**DESCRIPTION OF THE TASK:** Write out, word for word, every line from the one containing "ceiling fan blade" through the last line of the records below, both ends included.

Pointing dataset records

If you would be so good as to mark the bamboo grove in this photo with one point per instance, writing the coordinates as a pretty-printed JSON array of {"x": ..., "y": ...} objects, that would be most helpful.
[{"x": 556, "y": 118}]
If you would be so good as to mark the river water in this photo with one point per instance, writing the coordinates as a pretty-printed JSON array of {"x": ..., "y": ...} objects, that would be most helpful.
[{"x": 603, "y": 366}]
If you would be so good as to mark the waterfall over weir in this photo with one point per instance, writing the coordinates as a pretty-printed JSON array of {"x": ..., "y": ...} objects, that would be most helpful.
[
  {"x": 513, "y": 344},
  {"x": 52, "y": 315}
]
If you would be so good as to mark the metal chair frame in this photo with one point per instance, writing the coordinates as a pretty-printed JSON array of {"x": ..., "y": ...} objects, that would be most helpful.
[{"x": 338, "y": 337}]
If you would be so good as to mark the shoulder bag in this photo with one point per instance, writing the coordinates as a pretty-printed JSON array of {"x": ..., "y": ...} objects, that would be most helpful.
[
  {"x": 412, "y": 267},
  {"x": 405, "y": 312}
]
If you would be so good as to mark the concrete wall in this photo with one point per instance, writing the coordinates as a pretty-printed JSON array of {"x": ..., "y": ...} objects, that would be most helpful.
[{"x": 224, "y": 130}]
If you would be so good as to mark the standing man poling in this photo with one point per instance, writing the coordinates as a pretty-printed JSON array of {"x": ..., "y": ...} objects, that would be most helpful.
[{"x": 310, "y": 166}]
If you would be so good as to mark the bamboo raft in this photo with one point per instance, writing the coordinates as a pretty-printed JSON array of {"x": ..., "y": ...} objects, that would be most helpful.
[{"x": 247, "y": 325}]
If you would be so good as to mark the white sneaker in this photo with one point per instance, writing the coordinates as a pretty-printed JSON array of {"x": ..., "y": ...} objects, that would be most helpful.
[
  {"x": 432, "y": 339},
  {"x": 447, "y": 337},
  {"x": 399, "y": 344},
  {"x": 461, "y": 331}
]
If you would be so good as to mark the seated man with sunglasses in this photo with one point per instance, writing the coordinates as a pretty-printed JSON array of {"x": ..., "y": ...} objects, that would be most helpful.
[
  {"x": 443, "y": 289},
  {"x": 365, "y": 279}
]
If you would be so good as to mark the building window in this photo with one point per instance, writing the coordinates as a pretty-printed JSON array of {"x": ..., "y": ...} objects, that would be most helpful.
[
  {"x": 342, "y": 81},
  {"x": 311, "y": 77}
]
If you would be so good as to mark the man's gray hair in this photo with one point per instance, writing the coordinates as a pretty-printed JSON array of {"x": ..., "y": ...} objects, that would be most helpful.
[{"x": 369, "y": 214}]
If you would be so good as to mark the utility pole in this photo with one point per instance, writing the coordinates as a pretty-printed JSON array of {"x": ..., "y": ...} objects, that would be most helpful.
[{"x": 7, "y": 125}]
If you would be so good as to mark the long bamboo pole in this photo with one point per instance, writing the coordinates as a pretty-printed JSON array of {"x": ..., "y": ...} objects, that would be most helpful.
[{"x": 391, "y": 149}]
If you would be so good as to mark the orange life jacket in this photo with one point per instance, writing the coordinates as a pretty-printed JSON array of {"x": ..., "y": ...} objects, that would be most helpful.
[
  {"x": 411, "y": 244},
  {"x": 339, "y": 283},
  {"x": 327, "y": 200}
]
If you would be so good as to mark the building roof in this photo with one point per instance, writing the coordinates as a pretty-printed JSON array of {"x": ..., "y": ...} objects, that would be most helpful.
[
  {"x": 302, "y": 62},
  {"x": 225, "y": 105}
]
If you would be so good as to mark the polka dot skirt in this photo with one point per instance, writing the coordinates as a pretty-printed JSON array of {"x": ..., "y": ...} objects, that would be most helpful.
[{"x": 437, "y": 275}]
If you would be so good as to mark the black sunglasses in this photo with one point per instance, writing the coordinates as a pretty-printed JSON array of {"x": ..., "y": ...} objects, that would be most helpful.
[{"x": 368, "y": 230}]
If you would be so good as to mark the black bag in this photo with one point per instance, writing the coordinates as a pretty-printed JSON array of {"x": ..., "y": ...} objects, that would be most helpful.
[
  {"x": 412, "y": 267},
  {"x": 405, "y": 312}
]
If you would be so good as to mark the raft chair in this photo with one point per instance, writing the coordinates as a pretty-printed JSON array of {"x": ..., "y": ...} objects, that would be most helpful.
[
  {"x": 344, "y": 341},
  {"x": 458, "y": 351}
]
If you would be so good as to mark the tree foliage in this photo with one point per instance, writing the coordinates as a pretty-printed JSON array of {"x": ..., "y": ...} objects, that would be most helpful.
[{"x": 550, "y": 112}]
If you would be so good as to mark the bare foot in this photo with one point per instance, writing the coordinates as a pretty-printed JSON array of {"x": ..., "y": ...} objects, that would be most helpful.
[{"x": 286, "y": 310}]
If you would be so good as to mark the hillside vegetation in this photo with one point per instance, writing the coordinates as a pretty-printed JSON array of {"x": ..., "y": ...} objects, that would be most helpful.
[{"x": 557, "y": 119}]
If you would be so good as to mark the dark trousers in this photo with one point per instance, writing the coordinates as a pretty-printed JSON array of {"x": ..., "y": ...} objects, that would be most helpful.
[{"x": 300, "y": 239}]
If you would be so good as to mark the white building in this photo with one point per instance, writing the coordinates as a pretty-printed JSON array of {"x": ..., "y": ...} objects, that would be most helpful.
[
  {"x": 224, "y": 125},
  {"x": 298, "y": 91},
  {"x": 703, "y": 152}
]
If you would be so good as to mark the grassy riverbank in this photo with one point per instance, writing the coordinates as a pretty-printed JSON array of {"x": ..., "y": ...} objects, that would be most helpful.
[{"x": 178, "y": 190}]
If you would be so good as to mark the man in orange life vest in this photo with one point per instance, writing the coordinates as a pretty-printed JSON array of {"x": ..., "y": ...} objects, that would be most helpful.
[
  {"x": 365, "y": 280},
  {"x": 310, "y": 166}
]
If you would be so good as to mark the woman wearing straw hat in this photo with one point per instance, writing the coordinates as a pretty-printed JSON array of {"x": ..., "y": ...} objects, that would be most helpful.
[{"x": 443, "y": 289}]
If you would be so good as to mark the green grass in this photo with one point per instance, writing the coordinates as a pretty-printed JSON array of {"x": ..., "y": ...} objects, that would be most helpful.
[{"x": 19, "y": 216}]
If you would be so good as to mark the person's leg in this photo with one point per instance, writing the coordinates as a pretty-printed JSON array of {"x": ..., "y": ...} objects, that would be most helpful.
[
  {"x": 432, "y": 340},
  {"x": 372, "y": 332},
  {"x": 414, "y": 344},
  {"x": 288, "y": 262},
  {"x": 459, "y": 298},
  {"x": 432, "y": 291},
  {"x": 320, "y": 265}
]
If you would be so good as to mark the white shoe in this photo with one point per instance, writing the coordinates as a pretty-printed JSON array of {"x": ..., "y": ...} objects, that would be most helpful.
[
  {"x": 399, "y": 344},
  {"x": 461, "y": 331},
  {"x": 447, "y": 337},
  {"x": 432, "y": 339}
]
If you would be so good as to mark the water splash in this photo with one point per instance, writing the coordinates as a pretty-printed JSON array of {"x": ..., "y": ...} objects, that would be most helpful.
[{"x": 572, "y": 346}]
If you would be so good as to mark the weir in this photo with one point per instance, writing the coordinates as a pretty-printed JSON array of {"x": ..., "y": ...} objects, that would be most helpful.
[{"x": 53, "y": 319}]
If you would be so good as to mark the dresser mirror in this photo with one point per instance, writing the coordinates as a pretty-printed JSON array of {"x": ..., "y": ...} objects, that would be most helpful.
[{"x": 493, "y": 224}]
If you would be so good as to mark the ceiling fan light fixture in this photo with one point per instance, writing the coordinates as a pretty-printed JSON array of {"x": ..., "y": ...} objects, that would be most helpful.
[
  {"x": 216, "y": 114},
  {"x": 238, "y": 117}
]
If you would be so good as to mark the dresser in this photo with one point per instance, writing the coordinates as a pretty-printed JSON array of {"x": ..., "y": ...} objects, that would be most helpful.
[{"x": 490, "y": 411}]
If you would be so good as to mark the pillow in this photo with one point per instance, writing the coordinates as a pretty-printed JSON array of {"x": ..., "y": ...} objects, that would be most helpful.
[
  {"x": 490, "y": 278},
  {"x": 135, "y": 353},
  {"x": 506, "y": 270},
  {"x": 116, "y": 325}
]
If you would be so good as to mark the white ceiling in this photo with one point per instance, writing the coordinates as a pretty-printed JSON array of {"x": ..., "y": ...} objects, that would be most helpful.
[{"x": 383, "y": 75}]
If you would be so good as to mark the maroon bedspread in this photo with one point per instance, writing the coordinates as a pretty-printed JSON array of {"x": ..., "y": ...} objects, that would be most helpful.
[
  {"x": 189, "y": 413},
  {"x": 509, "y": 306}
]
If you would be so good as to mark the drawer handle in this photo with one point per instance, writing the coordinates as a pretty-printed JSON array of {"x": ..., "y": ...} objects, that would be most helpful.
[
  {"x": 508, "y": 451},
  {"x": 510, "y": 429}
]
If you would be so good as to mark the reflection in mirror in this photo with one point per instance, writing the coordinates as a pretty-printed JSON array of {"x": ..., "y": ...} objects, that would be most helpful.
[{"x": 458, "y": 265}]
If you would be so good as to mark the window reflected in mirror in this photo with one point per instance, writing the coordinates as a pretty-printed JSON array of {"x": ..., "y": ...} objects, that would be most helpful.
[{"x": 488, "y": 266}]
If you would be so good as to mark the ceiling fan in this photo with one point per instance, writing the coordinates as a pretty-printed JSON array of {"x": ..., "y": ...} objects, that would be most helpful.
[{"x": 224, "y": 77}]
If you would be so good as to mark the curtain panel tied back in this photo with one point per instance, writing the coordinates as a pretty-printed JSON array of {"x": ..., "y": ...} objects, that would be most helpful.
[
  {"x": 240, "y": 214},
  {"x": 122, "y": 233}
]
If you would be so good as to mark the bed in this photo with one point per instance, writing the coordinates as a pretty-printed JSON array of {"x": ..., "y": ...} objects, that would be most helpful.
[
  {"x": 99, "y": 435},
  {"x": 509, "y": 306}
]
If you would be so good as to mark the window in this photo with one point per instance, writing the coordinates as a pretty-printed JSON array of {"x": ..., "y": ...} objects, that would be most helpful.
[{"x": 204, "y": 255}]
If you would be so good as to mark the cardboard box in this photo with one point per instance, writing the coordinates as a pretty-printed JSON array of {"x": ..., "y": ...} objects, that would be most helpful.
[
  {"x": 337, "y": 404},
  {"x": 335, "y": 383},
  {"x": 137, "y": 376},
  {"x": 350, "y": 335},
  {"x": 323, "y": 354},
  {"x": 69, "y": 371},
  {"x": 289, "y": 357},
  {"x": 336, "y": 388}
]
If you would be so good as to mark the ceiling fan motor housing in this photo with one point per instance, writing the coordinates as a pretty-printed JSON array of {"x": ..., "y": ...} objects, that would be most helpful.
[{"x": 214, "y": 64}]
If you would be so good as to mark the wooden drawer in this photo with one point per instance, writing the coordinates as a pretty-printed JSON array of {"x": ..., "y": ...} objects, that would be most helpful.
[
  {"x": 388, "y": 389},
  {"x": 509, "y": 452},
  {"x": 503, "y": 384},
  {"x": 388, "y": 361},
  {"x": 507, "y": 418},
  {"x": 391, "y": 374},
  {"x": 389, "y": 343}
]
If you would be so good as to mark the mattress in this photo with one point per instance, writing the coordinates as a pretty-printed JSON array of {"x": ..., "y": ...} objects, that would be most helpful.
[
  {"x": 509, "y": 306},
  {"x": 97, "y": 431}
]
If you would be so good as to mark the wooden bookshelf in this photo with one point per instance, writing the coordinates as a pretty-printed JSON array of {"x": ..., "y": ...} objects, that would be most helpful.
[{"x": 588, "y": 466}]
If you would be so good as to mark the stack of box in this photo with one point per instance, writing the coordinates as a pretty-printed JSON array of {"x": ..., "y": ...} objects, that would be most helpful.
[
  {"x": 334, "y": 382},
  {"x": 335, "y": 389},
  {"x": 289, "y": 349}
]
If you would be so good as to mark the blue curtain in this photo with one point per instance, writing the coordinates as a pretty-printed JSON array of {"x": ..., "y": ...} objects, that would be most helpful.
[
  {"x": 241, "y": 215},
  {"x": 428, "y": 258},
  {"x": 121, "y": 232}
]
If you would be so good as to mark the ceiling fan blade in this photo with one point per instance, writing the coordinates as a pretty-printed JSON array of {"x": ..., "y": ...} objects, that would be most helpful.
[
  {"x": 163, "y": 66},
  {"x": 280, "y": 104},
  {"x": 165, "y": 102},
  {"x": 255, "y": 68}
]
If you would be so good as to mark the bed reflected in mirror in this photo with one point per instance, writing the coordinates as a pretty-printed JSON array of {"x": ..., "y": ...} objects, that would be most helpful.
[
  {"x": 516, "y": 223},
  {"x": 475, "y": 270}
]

**WRITTEN RESPONSE:**
If you would be so good as to mark the ceiling fan blade in this photo with one point per instance, writing the coordinates as a pretty-printed JSON array of {"x": ..., "y": ...} objects, that would be most helpful.
[
  {"x": 163, "y": 66},
  {"x": 280, "y": 104},
  {"x": 165, "y": 102},
  {"x": 255, "y": 68}
]
If you would be so good as to mark the bed reflected in mirror in this photo with one point per instance, writing the coordinates as a pretty-printed JSON array of {"x": ..., "y": ...} objects, that would be most helpful.
[
  {"x": 516, "y": 223},
  {"x": 475, "y": 270}
]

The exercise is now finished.